課題の要件> ハープについての文章によると、「天の花」で立海と耀子がもらった膝置きの小型ハープは、どの会社のどのモデルを参考にしていますか。

提示文章>
文芸ファンミーティングにお越しいただきありがとうございました!
こんにちは、いかがお過ごしでいらっしゃいますか?
先日は八重洲ブックセンターにて開催された文芸ファンミーティンのことをお気に掛けていただき、ありがとうございました!
大崎梢先生も安藤祐介先生もたいそう素敵な方でした。私が大崎先生の作品でおすすめしたのは「配達赤ずきん」、安藤先生は「営業零課接待班」です。もちろん大崎先生の「ドアを開けたら」、安藤先生の「不惑のスクラム」はじめ、他の作品もとてもおすすめです。読書の秋、ぜひお手元にどうぞ!
さて、イベント後のサイン会の折にお客様から「天の花」に登場する「風に鳴るハープ」についてのおたずねがありました。ありがとうございます!
その際にはあまりお話ができなかったので、今日はそれについてのお話を……
ケルティックハープはアイリッシュハープ、あるいはフォークハープとも呼ばれるものです。素朴な木製のハープで、弦数に応じてさまざまな会社の製品があります。
「天の花」で立海と耀子がもらった膝置きの小型ハープは、ストーニーエンド社のイヴというモデルを参考にしています。この会社のハープは響鳴箱の上部にハートのマークのくりぬきがあり、とても可愛いのです。
このハートの部分に、撫子模様のくりぬきがあるというイメージです。サイズ的にはイヴをもう少し縮めた感じ、と考えています。十歳ぐらいのお子さんがリュックのように背負えて、普及しやすい価格になるイメージです。
さて、龍治が愛用しているものはもう一回り大きく、弦数が多い床置きのハープです。こちらの形はダスティ・ストリングス社のハープの雰囲気をイメージしています。
耀子や立海のものと同様に、ミネオハープの試作品なので、やはり共鳴箱には撫子紋のくりぬきがあるというイメージです。
クラシックの世界のペダル・ハープの奏者はハーピスト、ケルティックハープの奏者はハーパーと呼ばれています。ハーパーという響きは、どこか凜々しく感じられます。男性の奏者も多く、無骨にも見える木製の楽器に、がっしりとした男らしい手はとても似合います。
龍治のイメージは別にあるのですが、演奏の姿は、Aryeh Frankfurter氏(アリエ フランクフルター氏)の雰囲気を参考にしています(フランフルターさんも美しい人です)。彼のCDと、ヴァイオリンの川井郁子さんのCDは「なでし子物語」執筆中によく聴いています。
吟遊詩人の持ち物だったということもあり、この楽器は屋外での演奏がよく合うのです。フランクフルター氏の演奏の様子はこちらです(お使いの楽器はおそらくダスティ・ストリング社のハープです)。

提示データ>
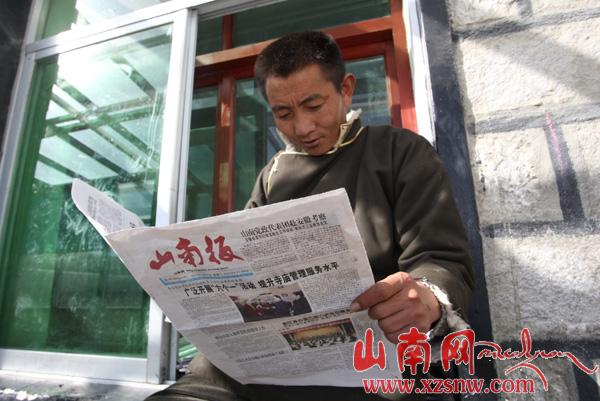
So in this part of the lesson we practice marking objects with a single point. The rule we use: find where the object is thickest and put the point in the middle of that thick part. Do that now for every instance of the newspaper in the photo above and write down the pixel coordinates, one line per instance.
(263, 293)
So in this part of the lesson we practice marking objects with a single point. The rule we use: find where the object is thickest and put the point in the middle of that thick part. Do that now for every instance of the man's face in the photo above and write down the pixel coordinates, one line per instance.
(308, 109)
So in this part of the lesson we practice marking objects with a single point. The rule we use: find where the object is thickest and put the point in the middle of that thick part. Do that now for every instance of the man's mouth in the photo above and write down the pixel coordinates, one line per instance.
(311, 144)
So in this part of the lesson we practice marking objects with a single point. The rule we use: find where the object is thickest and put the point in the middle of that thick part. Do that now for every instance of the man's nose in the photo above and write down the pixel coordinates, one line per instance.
(304, 125)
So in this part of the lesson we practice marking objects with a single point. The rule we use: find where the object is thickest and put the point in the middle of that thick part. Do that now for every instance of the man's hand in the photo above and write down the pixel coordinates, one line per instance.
(398, 303)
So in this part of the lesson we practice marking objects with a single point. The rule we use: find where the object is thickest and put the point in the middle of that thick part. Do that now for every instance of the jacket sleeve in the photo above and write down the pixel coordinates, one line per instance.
(432, 240)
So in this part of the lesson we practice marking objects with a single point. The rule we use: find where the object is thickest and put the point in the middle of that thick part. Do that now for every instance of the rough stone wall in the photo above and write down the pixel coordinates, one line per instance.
(529, 72)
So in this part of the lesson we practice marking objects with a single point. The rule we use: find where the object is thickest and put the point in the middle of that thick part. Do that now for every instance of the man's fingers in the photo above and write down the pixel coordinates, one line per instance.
(381, 290)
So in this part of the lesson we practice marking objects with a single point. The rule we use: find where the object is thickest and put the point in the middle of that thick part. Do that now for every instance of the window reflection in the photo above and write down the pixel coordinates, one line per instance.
(96, 114)
(257, 141)
(63, 15)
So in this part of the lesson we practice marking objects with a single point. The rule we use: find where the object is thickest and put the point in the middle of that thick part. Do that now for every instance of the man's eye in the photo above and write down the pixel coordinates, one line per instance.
(283, 116)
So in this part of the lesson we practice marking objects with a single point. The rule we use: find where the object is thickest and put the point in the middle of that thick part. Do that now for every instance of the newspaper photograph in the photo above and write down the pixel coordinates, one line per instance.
(263, 293)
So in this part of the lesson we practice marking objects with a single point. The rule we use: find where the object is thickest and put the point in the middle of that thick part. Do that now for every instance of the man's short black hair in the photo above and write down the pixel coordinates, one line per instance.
(295, 51)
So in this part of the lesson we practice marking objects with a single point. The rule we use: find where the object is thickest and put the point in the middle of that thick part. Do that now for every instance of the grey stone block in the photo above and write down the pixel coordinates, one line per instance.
(542, 66)
(504, 312)
(514, 178)
(557, 281)
(465, 13)
(583, 142)
(541, 7)
(558, 372)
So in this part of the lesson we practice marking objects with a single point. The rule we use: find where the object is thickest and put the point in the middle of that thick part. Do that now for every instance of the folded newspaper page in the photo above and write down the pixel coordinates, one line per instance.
(264, 293)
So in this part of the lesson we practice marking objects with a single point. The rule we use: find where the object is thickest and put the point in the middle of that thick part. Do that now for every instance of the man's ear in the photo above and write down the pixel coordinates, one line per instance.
(347, 89)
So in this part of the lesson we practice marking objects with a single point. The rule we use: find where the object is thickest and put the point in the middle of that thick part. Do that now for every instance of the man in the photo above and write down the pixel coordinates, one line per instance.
(397, 187)
(300, 304)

解答> ストーニーエンド社のイヴというモデルです。